Task goal:
Below are some records; quote exactly the lines from the one that contains "ball, giving x and y for each instance?" through the one that contains "sleeve, giving x and y for each instance?", inclusive, and no others.

[Stored entries]
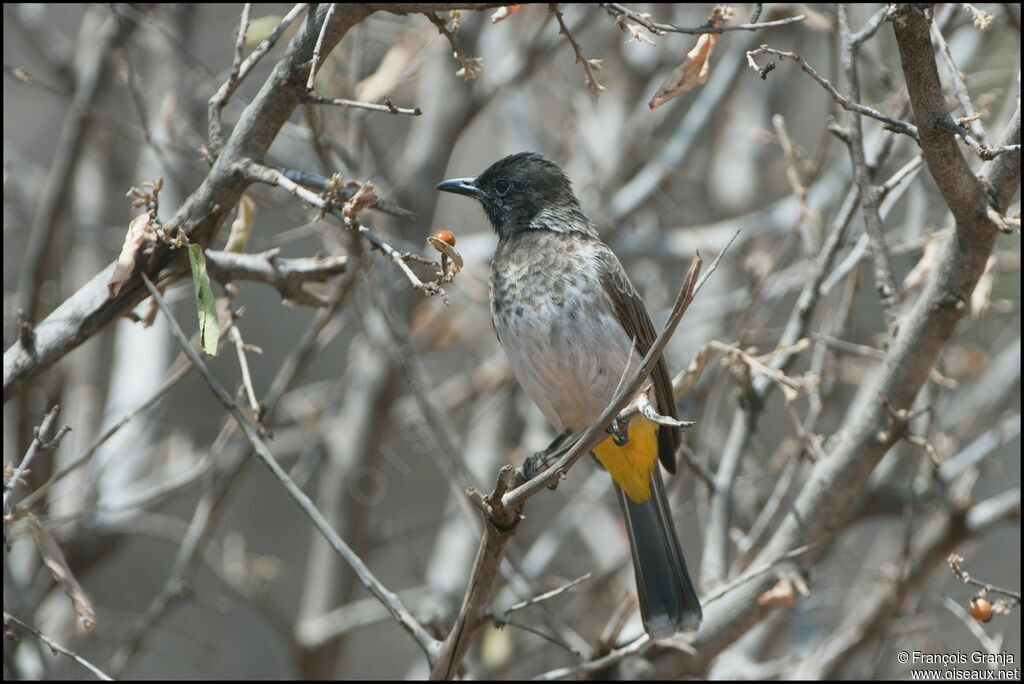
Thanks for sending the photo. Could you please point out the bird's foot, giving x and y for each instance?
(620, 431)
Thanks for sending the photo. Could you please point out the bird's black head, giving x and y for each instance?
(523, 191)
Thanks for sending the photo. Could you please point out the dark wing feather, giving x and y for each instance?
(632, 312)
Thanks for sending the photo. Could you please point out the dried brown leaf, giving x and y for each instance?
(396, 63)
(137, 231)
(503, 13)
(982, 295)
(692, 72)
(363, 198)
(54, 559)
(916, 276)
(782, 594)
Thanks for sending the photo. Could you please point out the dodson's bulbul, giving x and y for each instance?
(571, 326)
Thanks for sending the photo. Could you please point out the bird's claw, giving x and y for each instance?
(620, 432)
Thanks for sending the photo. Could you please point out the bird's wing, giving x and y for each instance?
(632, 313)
==
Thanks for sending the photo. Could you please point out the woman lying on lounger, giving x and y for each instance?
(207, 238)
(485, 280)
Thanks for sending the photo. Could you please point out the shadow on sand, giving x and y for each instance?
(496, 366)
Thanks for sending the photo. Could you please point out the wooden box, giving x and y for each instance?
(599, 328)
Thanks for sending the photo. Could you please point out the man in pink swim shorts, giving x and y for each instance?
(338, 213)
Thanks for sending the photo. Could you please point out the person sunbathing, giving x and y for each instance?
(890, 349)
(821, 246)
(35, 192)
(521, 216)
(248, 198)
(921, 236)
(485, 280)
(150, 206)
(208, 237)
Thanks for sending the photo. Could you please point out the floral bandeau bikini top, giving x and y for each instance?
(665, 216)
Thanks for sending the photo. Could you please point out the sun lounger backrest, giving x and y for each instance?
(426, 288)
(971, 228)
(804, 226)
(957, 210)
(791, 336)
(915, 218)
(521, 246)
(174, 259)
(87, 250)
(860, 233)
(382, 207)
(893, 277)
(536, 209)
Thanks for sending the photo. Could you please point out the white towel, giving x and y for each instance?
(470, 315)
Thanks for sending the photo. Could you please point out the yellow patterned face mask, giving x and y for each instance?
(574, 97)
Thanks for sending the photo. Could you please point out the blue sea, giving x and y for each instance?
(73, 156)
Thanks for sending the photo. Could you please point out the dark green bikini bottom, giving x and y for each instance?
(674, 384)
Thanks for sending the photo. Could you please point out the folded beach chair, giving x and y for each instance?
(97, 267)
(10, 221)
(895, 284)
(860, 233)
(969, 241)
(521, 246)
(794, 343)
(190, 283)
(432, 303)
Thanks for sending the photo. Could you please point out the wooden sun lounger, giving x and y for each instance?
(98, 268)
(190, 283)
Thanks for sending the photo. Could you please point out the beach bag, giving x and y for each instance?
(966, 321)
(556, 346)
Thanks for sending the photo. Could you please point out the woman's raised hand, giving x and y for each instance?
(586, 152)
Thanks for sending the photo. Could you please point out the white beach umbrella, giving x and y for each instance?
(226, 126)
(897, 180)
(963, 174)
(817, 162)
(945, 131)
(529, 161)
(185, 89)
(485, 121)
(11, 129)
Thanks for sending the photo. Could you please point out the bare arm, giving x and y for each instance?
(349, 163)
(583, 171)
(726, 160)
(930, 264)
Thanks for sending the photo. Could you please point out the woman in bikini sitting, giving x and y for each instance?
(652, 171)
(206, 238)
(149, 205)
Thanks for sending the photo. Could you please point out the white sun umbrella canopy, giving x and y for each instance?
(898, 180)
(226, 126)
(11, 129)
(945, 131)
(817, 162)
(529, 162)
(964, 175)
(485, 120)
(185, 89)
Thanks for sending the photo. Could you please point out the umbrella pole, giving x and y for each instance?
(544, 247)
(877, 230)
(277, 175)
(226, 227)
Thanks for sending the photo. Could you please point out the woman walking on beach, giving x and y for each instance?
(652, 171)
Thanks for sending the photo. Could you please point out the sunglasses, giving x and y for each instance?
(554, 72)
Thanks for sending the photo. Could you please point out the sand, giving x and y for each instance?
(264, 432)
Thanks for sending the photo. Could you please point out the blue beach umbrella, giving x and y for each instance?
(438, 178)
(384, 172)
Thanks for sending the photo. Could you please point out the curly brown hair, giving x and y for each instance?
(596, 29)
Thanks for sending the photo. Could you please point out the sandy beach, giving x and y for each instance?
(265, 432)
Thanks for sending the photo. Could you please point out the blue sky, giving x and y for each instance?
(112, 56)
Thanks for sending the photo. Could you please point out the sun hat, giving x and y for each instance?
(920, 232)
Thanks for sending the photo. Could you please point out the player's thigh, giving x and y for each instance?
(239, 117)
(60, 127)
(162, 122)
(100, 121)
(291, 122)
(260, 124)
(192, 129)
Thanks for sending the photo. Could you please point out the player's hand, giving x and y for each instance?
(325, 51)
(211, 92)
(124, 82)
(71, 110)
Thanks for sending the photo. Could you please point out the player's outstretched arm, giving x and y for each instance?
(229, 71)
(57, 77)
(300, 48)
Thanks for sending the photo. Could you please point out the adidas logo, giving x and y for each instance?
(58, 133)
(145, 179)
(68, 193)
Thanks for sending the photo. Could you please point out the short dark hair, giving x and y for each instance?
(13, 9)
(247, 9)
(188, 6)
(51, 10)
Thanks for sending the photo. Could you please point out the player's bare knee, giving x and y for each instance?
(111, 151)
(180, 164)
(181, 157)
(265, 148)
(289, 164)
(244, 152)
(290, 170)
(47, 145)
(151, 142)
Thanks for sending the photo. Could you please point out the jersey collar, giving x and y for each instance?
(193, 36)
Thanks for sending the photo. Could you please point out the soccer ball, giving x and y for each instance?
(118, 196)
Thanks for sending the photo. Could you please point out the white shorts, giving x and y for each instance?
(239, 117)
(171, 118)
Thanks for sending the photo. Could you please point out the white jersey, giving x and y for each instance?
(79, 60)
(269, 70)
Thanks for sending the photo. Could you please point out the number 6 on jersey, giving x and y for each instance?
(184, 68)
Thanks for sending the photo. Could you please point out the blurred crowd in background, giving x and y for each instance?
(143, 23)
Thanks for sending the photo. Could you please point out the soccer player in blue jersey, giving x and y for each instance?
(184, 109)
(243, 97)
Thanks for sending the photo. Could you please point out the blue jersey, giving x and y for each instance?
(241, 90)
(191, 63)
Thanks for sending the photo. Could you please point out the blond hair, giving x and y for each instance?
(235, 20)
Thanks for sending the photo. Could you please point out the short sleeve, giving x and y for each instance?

Solved exercise:
Thanks for sending the photo. Could you please point out the soccer ball, giving x and y for each instance?
(118, 196)
Thanks for sending the photo. Could you please point out the white shorts, giving x and y for each instance?
(239, 117)
(171, 118)
Thanks for sending the photo. Could you please point out the white jersey, giving x and y for each instance?
(79, 60)
(269, 70)
Thanks for sending the photo. Could you please point out the number 6 on jersey, giving x and y for each instance?
(184, 68)
Thanks for sending the photo. Could you please point out the blurred crowd in background, giving x and y for each instance?
(143, 23)
Thanks for sending the photo. Could you please point out the soccer player in blue jersey, giving x and y for each instance?
(184, 109)
(243, 97)
Thanks for sending the photo. Could you please point out the blue jersey, giving x and y for each instance?
(241, 90)
(191, 63)
Thanks for sending the photo. Could you please point out the blond hair, giving x and y for each instance?
(235, 20)
Thanks for sending the photo. Could you please point out the short sleeve, giving x and y for each instance?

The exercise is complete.